***** Information supplied *****

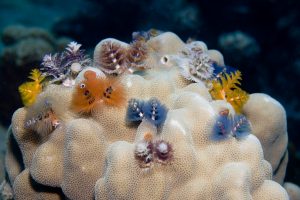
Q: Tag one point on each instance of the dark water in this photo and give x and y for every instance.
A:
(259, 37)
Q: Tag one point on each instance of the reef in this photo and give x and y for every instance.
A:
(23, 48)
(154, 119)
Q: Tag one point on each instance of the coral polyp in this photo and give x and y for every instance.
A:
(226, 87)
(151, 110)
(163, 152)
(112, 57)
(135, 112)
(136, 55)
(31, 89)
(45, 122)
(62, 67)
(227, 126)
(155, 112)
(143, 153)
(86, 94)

*****
***** Information supplied *****

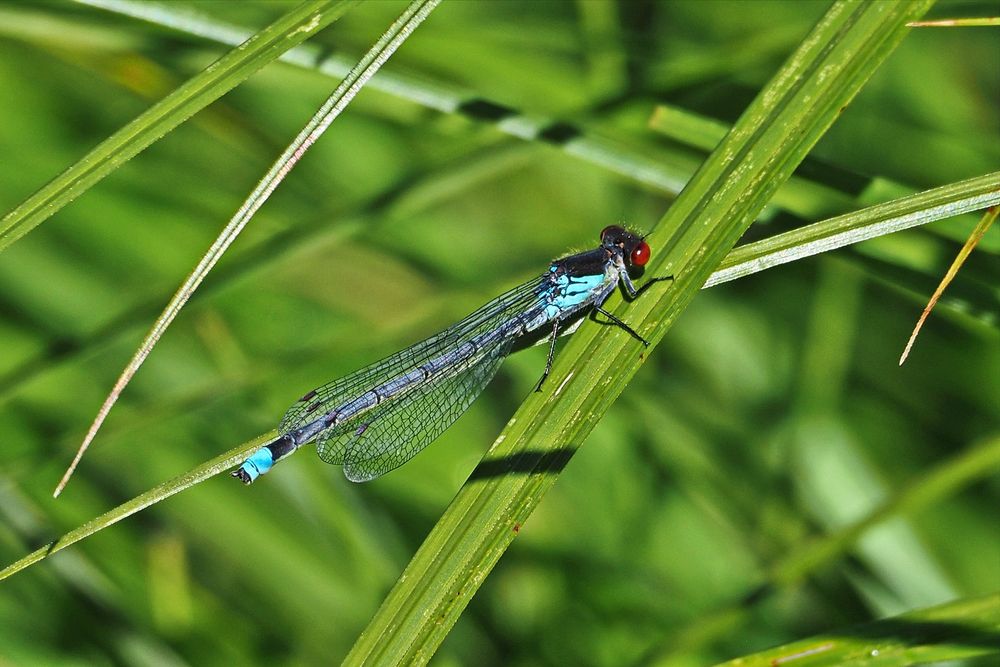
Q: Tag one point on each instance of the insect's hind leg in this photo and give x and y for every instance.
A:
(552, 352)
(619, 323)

*****

Exercise objective
The lines above that include "give" should each be listed.

Answer section
Q: Tag one point on each instance of the dark water in this photo and give x and y for every instance.
Q: Tag one point on each instance of the reef in this photo and give x and y for every instance.
Q: Tag one point on each instance of the coral polyp in this photo and give x and y for every instance.
Q: Tag one point on each instance of the insect's hind leg in this photo and give x and y for every instance.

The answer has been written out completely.